▶ Exercise brief: Every line from the one containing "TARGET = patio umbrella" to the final line of the material below must be reproduced exactly; leave out all other lines.
※
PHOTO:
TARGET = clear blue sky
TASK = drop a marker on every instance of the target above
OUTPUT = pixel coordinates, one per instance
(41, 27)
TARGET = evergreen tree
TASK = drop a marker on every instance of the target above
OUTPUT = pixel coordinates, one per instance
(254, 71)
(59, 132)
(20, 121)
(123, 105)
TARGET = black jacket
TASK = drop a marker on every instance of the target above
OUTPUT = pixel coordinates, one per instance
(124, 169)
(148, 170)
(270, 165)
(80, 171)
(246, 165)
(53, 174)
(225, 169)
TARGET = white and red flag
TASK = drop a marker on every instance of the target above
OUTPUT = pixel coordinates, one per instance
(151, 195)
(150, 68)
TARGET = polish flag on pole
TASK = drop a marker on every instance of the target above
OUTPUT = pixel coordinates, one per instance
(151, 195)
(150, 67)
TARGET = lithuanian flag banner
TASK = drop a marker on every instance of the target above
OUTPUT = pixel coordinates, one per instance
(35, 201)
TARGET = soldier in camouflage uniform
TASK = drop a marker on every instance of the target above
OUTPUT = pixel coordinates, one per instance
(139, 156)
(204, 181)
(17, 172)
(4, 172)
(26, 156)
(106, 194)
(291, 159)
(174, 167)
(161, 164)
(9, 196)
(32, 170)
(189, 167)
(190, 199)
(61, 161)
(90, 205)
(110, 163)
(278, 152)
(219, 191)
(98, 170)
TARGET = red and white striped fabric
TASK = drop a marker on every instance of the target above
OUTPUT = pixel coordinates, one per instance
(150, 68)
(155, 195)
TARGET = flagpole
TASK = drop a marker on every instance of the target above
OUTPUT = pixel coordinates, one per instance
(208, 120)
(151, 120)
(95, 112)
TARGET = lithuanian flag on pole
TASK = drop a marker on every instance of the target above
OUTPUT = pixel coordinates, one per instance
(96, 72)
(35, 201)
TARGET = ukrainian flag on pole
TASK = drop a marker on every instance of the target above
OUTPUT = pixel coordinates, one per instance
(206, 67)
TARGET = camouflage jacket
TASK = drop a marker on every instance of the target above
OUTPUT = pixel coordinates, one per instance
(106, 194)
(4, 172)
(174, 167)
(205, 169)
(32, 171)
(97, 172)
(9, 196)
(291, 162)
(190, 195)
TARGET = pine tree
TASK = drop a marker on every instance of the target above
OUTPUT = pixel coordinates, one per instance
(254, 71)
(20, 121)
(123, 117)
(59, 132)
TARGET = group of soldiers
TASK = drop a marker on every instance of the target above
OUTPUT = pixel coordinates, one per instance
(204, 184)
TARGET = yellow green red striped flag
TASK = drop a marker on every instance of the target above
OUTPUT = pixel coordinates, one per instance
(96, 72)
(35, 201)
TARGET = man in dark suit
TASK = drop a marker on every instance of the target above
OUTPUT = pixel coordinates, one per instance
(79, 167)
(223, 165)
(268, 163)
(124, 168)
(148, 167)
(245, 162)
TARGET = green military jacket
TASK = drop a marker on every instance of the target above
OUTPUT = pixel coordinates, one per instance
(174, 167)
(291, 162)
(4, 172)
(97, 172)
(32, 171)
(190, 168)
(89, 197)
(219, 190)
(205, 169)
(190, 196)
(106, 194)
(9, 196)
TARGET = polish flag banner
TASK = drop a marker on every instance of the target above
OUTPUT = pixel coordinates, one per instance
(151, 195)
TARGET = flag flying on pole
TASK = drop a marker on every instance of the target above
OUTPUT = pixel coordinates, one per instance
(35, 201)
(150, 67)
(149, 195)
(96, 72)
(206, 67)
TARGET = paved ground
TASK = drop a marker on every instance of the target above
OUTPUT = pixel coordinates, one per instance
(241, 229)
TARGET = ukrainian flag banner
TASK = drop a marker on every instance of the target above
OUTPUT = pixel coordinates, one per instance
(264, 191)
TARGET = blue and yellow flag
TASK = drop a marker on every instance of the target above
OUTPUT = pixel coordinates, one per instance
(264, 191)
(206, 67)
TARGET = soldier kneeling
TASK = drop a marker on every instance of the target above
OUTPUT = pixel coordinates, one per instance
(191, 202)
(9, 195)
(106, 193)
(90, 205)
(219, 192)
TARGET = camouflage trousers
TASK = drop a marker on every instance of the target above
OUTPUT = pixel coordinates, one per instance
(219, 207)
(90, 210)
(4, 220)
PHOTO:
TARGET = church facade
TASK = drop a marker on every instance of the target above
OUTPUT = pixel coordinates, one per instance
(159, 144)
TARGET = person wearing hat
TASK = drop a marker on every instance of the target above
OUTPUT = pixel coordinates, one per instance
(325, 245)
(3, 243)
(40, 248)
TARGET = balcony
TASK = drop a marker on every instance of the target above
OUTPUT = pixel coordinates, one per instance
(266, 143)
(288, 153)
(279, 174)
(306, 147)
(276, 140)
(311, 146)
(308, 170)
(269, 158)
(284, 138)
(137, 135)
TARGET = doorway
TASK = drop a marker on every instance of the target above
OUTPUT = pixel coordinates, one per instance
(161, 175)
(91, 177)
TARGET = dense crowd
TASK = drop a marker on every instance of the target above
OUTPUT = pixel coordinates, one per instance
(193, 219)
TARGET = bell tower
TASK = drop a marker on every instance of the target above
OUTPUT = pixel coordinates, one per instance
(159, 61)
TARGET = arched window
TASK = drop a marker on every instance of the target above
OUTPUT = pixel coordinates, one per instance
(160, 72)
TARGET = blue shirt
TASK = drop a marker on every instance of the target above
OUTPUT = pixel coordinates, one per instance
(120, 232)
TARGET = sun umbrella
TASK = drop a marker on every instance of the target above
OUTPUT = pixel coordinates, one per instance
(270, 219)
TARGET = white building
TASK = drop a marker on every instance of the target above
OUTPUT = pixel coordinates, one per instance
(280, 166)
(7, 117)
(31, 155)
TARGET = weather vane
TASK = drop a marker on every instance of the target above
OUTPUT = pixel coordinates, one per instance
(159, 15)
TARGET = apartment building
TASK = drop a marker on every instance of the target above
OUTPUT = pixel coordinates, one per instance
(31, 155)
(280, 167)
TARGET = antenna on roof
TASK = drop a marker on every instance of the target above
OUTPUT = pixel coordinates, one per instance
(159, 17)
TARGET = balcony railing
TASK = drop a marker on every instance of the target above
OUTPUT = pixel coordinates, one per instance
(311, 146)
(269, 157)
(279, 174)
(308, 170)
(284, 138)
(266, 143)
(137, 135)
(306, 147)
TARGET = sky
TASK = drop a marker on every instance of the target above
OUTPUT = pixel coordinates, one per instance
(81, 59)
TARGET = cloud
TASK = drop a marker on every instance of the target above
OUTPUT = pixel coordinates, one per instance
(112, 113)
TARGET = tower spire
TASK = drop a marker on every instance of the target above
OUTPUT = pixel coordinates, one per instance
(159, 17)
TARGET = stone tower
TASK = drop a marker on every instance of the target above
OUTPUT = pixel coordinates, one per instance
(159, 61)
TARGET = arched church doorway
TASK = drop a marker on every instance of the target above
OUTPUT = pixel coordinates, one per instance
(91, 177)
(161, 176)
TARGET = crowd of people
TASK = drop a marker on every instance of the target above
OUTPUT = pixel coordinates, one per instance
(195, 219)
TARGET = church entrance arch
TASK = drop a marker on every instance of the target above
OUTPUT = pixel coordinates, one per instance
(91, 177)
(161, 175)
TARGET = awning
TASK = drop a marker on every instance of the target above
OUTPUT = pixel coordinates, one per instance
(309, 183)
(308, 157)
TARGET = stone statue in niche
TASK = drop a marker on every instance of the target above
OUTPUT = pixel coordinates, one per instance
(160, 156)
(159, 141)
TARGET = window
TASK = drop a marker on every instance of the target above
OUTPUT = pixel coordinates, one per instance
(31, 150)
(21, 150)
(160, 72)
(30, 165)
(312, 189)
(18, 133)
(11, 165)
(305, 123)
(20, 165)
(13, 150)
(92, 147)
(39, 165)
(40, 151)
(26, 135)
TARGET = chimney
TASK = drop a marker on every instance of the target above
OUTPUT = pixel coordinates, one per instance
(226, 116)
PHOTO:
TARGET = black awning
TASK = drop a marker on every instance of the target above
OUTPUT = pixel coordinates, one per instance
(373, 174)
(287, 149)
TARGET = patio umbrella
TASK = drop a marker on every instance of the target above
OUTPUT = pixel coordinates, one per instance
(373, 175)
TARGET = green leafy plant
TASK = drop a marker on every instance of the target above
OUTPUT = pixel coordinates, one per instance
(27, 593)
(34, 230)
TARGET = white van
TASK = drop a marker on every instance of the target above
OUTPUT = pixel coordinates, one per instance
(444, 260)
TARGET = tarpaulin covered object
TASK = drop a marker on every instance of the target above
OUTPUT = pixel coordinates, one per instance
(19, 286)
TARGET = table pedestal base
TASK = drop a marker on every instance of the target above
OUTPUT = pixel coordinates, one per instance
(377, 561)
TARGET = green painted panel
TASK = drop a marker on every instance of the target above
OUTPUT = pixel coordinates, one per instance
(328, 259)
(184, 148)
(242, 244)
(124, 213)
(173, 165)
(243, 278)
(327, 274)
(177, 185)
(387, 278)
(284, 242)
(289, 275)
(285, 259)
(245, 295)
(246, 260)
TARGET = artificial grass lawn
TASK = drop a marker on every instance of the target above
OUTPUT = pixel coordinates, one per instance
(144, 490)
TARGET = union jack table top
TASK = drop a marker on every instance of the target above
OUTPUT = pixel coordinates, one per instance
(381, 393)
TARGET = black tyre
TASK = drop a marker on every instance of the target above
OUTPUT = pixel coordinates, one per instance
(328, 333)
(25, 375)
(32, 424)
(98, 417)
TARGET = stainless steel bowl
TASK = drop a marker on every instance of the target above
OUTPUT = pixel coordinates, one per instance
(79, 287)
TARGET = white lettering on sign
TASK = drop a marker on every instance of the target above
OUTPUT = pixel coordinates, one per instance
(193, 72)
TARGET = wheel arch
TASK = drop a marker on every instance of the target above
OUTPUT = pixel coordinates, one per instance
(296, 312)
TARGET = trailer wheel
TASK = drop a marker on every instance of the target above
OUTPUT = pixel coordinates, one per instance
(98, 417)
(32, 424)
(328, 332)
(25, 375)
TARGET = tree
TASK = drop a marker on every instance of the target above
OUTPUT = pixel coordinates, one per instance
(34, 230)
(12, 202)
※
▶ Solution to the problem:
TARGET = patio umbrella
TASK = drop a marker on every instance of the target above
OUTPUT = pixel coordinates, one per instance
(373, 175)
TARGET = green leafy plant
TASK = drop a marker on every instance of the target above
OUTPUT = pixel coordinates, one per instance
(27, 593)
(34, 230)
TARGET = white van
TASK = drop a marker on every instance of the target above
OUTPUT = pixel coordinates, one per instance
(444, 260)
TARGET = tarpaulin covered object
TASK = drop a marker on every instance of the target above
OUTPUT = pixel coordinates, one per instance
(19, 286)
TARGET = table pedestal base
TASK = drop a marker on every instance of the target above
OUTPUT = pixel coordinates, one per instance
(377, 561)
TARGET = green painted panel
TASK = drop a marker on every instance of the target above
OUTPUT = pixel coordinates, one per instance
(328, 259)
(184, 148)
(242, 244)
(124, 213)
(173, 165)
(243, 278)
(327, 274)
(177, 185)
(387, 278)
(284, 242)
(289, 275)
(285, 259)
(245, 295)
(246, 260)
TARGET = artificial grass lawn
TASK = drop a marker on every instance of the target above
OUTPUT = pixel coordinates, one per instance
(144, 490)
TARGET = union jack table top
TASK = drop a marker on every instance of the target above
OUTPUT = pixel coordinates, one per instance
(381, 393)
TARGET = black tyre
TASK = drop a marker on every instance of the target above
OUTPUT = pixel coordinates, one per instance
(328, 333)
(25, 375)
(32, 424)
(98, 417)
TARGET = stainless steel bowl
TASK = drop a marker on every instance of the target above
OUTPUT = pixel coordinates, one per instance
(79, 287)
TARGET = white lettering on sign
TASK = drop a marker on every instance of the target above
OUTPUT = pixel coordinates, one per instance
(193, 72)
TARGET = wheel arch
TASK = drop a marker on every instance of the target above
OUTPUT = pixel coordinates, one per instance
(296, 312)
TARGET = trailer wheel
TASK = drop a marker on every instance of the target above
OUTPUT = pixel coordinates, one per instance
(98, 417)
(32, 424)
(328, 332)
(25, 375)
TARGET = tree
TASK = drop a marker on every instance of the target above
OUTPUT = pixel coordinates, one per instance
(34, 230)
(12, 202)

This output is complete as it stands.